__Given request a__
Gather every line of the records below that contains the word "carving", and copy each one unchanged.

+++ Text section +++

- 4 years ago
- Wedding: July 2012
I will just start off with staying this is just an EXTREMELY LONG rant from an overexhausted, 22 week pregnant woman who also had to clean up dog puke this morning before work.
My MIL…some of you may know my disdain for her. Some of you may not. She is a nice person, and I get along well with her, but I get annoyed with her often.
Besides being a hoarder and very overbearing, 2 things you need to know about my MIL (feel free to skip the examples but it will make it easier to understand)
1) She’s needy. MIL and FIL are still married, but, at best, they are just good roommates. FIL is an asshole that works all the time to avoid spending time with family. This has been since DH was young. FIL was verbally abusive towards his mom (and to DH and his sister). So to fill the missing husband void, MIL used DH. Just some examples:
–After college, DH found a job 90 miles away, which is where we live now. Because FIL didn’t want to help MIL and instead went to work, MIL, who had to go to work too in the afternoon, called DH and asked him to come all that way on a schoolnight (DH isa teacher) just give her horses water and hay. Unable to say no, he drove all that way for a half an hour of chores, and then drove back.
-She wanted us to drive 3 1/2 hours on a weekend just to help her lift a piece of petrified wood into her van and then drive another 3 1/2 hours to her place PLUS its still an hour and a half for us to get home just to help load this piece of wood from her childhood that she can’t seem to let go of.
-On a separate ocassion, she wanted to drive the same distance to help her load a broken piece of farm equipment from the 1920s because “it was passed down to your grandpa, and it would make a great lawn ornament in my yard.”
-In October of 2011 after she and FIL moved into their new house, we went down to spend a relaxing day with her. She complained about the piano (that she hasn’t played in over 25 years) being in the wrong spot after the move. She expected DH and I to move it. When he said no, it’s fine where it was until she cleaned up the basement, she found a plethora of other things which included carrying frames into a different room, cleaning, moving potted plants to an area of more sunlight, and rearranging furnitue.

+++ Records for this exercise +++

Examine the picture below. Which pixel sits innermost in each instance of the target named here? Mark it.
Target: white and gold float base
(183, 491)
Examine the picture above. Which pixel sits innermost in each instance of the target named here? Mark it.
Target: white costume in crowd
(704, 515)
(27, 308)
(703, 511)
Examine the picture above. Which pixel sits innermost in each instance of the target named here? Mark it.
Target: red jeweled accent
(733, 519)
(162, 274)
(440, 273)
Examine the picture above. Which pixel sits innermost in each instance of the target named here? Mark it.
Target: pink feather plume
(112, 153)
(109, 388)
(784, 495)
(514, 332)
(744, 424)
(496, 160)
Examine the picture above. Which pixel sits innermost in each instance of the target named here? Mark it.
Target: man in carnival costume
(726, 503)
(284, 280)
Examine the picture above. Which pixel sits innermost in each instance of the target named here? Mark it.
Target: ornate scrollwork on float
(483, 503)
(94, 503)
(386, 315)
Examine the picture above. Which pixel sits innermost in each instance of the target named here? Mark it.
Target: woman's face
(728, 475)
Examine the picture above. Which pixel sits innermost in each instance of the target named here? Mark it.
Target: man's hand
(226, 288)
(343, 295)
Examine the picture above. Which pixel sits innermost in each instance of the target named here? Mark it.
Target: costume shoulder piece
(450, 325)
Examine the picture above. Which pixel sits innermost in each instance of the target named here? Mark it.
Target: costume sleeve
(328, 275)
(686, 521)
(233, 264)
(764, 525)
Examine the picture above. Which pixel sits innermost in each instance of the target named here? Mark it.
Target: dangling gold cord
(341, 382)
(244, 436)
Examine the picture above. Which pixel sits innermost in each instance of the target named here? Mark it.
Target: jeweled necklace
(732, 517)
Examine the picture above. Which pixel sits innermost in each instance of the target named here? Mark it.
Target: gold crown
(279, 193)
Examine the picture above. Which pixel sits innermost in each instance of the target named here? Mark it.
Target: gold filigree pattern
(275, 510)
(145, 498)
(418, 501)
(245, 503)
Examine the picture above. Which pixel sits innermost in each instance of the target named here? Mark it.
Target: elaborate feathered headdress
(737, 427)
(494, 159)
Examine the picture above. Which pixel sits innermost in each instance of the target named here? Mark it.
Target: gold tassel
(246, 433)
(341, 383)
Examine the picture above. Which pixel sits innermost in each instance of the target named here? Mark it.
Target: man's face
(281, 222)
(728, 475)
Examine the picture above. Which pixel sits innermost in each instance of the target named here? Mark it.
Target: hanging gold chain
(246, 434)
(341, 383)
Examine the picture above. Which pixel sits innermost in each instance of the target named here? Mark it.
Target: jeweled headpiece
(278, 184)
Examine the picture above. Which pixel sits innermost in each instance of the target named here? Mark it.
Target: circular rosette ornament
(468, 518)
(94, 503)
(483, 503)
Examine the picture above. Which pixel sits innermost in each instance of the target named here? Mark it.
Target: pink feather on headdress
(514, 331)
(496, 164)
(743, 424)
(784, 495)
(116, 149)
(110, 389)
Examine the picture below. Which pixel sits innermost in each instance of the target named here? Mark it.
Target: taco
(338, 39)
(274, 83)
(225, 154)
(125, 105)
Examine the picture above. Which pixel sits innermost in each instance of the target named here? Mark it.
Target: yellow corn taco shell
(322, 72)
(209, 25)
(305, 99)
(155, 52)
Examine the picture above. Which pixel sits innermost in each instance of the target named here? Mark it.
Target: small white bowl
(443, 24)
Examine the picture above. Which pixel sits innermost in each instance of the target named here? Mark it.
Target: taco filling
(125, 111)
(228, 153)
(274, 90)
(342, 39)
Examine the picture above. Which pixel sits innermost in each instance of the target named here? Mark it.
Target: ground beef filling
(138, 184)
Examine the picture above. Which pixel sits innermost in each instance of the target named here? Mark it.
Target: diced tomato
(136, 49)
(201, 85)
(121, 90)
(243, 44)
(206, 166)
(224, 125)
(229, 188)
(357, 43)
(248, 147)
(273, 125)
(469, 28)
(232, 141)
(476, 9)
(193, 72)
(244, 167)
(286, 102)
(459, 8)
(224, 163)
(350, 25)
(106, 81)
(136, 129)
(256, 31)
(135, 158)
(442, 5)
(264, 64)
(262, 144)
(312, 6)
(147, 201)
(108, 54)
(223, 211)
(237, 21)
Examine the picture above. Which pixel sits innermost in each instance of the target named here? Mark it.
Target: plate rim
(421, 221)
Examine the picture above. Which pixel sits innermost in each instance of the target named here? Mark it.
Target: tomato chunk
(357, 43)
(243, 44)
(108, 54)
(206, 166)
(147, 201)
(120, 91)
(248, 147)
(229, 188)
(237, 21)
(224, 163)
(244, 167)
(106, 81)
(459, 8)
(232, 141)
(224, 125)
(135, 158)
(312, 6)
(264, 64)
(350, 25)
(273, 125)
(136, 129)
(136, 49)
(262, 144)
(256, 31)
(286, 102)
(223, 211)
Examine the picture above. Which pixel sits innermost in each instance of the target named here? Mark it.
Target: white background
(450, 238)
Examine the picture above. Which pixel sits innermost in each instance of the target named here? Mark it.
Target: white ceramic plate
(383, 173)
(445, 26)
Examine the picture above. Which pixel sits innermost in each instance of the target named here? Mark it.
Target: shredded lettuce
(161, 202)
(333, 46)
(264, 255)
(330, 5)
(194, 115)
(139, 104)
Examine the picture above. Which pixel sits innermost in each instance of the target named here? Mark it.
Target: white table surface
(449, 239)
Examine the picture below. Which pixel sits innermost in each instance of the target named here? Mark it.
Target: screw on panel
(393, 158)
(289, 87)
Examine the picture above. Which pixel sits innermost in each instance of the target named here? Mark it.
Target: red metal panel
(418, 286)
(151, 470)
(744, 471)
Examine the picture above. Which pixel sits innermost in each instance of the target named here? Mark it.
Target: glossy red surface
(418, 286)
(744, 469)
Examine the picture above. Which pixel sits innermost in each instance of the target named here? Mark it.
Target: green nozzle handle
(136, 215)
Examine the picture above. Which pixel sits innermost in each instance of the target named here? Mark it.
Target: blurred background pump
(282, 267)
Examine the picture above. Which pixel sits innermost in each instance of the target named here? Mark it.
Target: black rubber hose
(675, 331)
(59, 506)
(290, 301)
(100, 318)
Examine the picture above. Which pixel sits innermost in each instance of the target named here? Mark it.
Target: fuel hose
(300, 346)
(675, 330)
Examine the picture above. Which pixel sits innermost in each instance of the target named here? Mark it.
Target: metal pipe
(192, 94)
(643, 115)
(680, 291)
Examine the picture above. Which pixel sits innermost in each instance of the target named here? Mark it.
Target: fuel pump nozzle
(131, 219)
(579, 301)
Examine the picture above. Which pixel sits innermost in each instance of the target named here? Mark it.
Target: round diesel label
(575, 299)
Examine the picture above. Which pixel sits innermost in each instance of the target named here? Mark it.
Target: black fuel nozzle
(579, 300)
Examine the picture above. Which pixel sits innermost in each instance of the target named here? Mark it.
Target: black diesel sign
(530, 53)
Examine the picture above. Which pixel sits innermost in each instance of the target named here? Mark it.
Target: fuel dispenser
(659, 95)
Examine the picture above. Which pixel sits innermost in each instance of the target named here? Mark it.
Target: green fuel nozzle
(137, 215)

+++
+++ Records for this exercise +++

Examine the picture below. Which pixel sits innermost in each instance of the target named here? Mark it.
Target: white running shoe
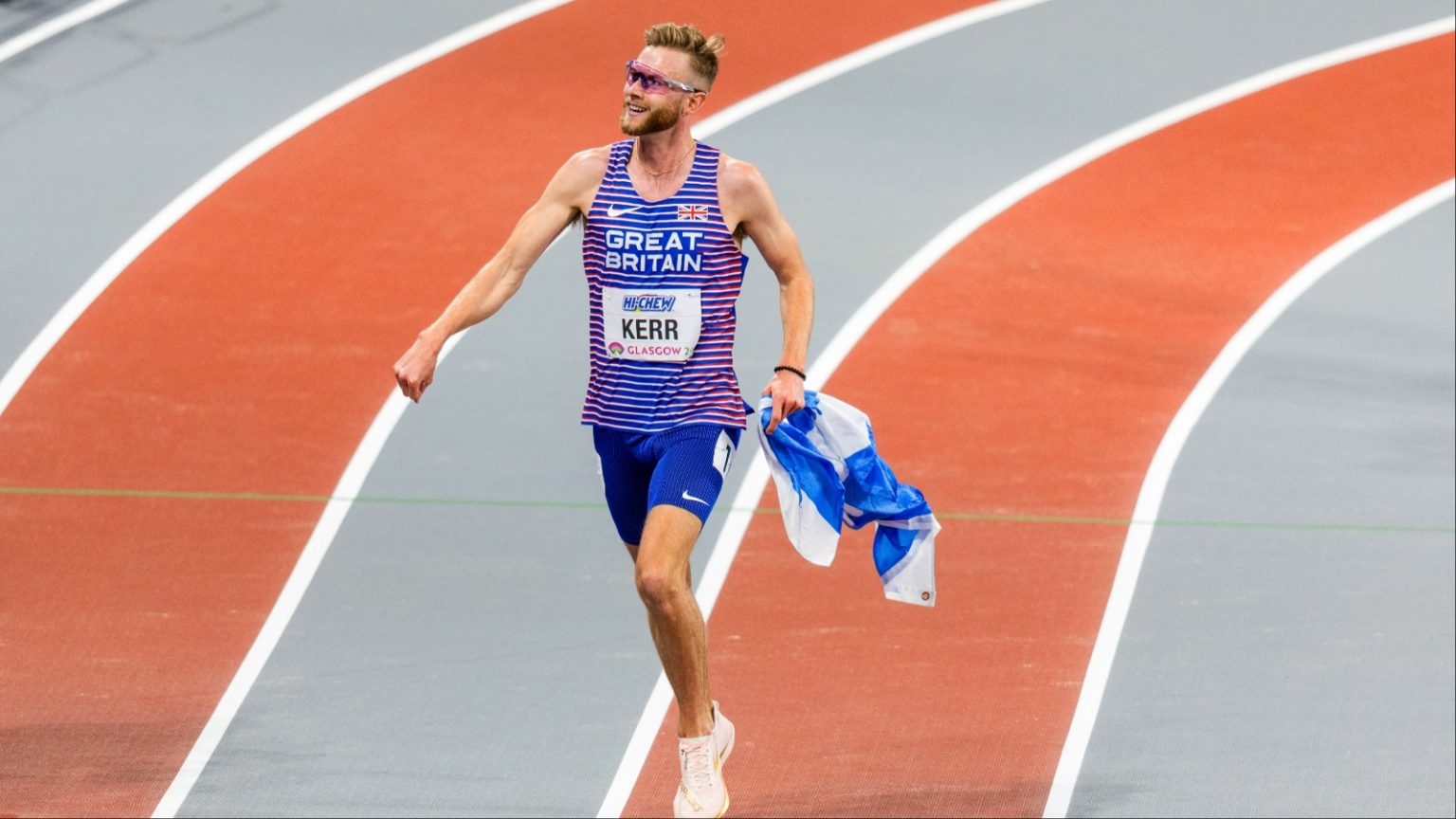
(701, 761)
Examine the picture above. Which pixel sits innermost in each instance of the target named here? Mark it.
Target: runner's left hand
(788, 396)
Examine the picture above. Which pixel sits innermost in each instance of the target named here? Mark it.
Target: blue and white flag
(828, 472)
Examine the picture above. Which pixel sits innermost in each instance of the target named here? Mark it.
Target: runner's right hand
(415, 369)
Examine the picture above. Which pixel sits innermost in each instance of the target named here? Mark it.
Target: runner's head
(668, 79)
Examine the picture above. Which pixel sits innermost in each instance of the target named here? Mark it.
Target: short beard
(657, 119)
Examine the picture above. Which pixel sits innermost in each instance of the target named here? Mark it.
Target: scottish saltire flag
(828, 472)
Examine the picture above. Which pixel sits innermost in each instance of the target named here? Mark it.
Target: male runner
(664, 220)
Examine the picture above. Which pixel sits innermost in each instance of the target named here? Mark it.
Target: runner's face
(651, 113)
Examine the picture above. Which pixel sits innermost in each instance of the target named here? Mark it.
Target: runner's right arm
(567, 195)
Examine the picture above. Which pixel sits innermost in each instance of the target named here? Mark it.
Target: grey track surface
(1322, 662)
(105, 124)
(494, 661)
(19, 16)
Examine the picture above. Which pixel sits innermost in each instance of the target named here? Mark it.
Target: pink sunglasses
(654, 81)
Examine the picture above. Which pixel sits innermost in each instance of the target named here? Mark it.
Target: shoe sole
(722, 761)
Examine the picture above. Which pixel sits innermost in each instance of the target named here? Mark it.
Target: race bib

+++
+++ Records for this exercise +++

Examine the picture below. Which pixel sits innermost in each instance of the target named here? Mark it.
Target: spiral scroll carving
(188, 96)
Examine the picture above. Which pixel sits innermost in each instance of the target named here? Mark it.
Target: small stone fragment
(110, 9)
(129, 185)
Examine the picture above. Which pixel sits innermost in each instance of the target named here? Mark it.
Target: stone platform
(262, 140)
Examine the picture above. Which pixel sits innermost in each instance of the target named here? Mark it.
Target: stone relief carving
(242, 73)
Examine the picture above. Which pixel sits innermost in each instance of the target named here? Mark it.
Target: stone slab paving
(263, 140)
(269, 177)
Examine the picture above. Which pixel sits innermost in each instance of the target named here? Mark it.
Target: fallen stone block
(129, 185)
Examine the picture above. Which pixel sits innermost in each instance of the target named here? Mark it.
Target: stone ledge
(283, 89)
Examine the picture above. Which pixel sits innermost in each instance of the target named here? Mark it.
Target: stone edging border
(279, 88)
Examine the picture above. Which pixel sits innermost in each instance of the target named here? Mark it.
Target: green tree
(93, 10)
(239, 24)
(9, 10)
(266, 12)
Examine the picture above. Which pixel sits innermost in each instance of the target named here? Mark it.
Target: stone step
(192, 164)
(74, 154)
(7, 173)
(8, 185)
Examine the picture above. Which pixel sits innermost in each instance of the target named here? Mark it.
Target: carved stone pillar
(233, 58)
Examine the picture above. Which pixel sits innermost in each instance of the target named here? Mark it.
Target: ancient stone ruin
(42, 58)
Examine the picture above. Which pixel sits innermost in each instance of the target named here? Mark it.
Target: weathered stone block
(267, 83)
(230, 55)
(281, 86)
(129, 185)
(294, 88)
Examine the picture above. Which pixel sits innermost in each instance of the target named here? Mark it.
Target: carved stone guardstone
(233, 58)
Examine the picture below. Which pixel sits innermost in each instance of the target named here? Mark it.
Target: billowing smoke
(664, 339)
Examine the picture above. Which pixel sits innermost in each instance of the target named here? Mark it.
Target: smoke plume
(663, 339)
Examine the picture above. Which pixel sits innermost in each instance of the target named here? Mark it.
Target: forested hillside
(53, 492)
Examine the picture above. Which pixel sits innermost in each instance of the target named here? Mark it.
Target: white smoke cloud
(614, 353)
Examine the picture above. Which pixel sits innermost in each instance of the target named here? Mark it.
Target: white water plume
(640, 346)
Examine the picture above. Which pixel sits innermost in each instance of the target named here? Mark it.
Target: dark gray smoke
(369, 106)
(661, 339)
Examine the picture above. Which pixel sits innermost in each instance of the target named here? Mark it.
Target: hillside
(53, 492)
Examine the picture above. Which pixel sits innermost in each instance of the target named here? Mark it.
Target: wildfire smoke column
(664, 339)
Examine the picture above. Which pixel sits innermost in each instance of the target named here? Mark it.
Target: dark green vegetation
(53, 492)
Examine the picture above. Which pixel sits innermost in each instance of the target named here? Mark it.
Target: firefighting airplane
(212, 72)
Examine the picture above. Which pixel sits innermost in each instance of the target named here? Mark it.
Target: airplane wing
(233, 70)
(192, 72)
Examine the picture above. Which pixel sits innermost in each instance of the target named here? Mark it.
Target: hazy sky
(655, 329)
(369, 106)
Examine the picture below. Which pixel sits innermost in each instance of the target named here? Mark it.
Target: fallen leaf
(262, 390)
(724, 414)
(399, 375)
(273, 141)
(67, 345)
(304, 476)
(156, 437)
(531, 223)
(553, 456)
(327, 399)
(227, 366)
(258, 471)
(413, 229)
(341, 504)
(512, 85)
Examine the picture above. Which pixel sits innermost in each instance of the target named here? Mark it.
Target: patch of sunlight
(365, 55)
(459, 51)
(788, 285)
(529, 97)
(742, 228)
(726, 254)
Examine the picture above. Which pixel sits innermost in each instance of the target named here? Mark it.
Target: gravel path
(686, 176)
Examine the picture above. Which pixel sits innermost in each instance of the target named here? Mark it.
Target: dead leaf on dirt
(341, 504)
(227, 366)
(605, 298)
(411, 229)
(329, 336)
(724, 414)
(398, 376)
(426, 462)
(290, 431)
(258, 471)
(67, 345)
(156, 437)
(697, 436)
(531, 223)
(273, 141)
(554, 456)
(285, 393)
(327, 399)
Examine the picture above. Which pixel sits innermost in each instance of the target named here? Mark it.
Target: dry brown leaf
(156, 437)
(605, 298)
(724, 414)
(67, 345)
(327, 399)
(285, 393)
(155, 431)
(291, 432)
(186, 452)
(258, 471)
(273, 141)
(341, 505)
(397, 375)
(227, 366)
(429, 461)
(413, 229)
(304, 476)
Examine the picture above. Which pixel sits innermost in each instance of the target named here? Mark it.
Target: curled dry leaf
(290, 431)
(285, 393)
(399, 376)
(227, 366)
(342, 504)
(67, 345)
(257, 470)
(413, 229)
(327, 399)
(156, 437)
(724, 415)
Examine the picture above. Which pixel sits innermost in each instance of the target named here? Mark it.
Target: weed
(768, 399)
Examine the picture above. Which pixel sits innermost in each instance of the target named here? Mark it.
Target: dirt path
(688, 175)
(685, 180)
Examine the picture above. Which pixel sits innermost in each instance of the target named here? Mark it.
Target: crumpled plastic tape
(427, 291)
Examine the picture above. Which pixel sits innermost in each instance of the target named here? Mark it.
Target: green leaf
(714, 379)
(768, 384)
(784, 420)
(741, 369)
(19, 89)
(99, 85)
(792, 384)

+++

__Given request b__
From the mother-in-law post, repeat the stretch from "Besides being a" through "then drove back." word for word.

__Correct response a__
Target: spiral scroll carving
Target: stone relief carving

__Correct response b__
Besides being a hoarder and very overbearing, 2 things you need to know about my MIL (feel free to skip the examples but it will make it easier to understand)
1) She’s needy. MIL and FIL are still married, but, at best, they are just good roommates. FIL is an asshole that works all the time to avoid spending time with family. This has been since DH was young. FIL was verbally abusive towards his mom (and to DH and his sister). So to fill the missing husband void, MIL used DH. Just some examples:
–After college, DH found a job 90 miles away, which is where we live now. Because FIL didn’t want to help MIL and instead went to work, MIL, who had to go to work too in the afternoon, called DH and asked him to come all that way on a schoolnight (DH isa teacher) just give her horses water and hay. Unable to say no, he drove all that way for a half an hour of chores, and then drove back.